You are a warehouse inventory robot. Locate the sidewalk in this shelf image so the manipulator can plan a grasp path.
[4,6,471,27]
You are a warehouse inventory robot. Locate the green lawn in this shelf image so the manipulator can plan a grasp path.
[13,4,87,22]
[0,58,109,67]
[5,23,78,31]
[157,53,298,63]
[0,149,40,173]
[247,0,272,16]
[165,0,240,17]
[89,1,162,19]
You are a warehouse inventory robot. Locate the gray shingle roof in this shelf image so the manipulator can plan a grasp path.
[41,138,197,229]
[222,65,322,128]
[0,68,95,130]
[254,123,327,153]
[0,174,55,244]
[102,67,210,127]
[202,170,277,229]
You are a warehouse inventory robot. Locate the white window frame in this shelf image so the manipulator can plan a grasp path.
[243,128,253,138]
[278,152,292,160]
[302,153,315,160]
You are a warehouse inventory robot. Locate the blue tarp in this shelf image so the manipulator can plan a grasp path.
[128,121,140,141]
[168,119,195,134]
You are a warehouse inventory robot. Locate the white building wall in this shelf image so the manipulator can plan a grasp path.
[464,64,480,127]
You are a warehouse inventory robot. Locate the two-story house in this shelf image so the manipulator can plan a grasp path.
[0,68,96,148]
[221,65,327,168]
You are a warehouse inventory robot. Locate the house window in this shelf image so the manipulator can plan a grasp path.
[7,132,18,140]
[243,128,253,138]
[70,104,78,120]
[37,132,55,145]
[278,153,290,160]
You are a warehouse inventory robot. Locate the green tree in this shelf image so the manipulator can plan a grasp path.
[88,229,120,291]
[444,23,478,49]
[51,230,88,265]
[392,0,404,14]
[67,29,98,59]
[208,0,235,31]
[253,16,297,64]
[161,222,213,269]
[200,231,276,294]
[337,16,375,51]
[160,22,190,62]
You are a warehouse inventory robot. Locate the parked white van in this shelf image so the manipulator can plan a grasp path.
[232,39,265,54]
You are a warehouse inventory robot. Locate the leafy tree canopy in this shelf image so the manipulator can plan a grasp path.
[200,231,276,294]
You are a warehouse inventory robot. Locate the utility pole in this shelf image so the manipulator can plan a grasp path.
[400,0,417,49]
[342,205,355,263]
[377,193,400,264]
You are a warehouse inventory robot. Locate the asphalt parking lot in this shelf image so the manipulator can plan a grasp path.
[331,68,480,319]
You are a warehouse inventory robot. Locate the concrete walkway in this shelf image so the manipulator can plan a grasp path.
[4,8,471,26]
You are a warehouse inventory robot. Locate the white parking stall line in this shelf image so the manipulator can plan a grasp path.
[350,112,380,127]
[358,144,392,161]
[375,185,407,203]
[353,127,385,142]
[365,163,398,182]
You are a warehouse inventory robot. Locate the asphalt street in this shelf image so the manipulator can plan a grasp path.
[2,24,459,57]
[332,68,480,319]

===============

● **Task objective**
Rewrite each of the entries above, replacing "shelf image" with "aerial image" and leaving everything else unchanged.

● **Output for this task**
You are a warehouse inventory robot. Locate the sidewalk in this aerial image so the manipulator can plan a grasp path.
[4,6,471,27]
You are a warehouse inventory robot. Locate the green lawn in this aerial image so the manipulator can plan a grasp path.
[13,4,87,22]
[0,58,109,67]
[5,23,78,31]
[157,53,298,63]
[0,149,40,173]
[247,0,272,16]
[165,0,240,17]
[89,1,162,19]
You are a warehouse inventory robot. Locate the gray shingle roof in this aerial image so the manipulator can plan a grasp path.
[41,138,197,229]
[222,65,322,128]
[0,68,95,130]
[254,123,327,153]
[0,174,55,244]
[102,67,210,127]
[202,170,277,229]
You are a warehouse inventory robot. Locate the white window frame in this aerial image so the manipulator can plan a grasp path.
[243,128,253,138]
[278,152,292,160]
[302,153,315,160]
You are a warehouse inventory robot. Locate the blue tarp in this aerial image so the manipulator can plan a grasp path.
[128,121,140,141]
[168,119,195,134]
You are a warehouse inventory robot. Locate the white building wall in this aerial image so the manipulator can plan a grasp path.
[464,64,480,127]
You are a warehouse inventory robot. Locate the two-story house in this aerial image so the manipulator can plan a grasp path.
[0,68,96,148]
[221,65,327,168]
You are a warehouse inventory robot. Locate the house window in this aerial image so the manipulator can plan a grasp path.
[7,132,18,140]
[243,128,253,138]
[70,104,78,120]
[37,132,55,145]
[278,153,290,160]
You are a warehouse inventory robot. Locate the green tree in this aerial image so the manipulator can plan a grasp path.
[88,229,120,291]
[444,23,478,49]
[51,230,88,265]
[392,0,404,14]
[67,29,98,59]
[208,0,235,31]
[253,16,297,64]
[161,222,213,269]
[200,231,276,294]
[337,16,375,51]
[160,22,190,62]
You are a warehouse inventory robot. Locate the parked white van in this aerial image so the manipulator can plan a grasp path.
[232,39,265,54]
You are a warehouse inventory robot. Locate the leafy tree canopy in this aerial image so the manipulator can plan a grasp path.
[200,231,276,294]
You are a warehouse inventory robot. Locate the utility pole in this aerial image so the manipulator can plan a grasp path.
[400,0,417,49]
[342,205,355,263]
[377,193,400,264]
You are a warehouse inventory robot. Locate the asphalt parking lot in this aerial image so the manipulator can plan a grasp path.
[331,68,480,319]
You are a warehouse inventory robot. Locate the concrete walkway in this aerial image so the manipulator can plan a grasp path.
[4,8,471,26]
You are a warehouse inventory robot. Locate the white parking stall line in this aerial image so the manipulator can plan a grasp path.
[350,112,380,127]
[358,144,392,161]
[375,185,407,203]
[353,127,385,142]
[365,163,398,182]
You are a warehouse inventory robot. Locate the asphalt street in this aerial image so the manipulator can plan a grasp path.
[2,24,459,57]
[332,68,480,319]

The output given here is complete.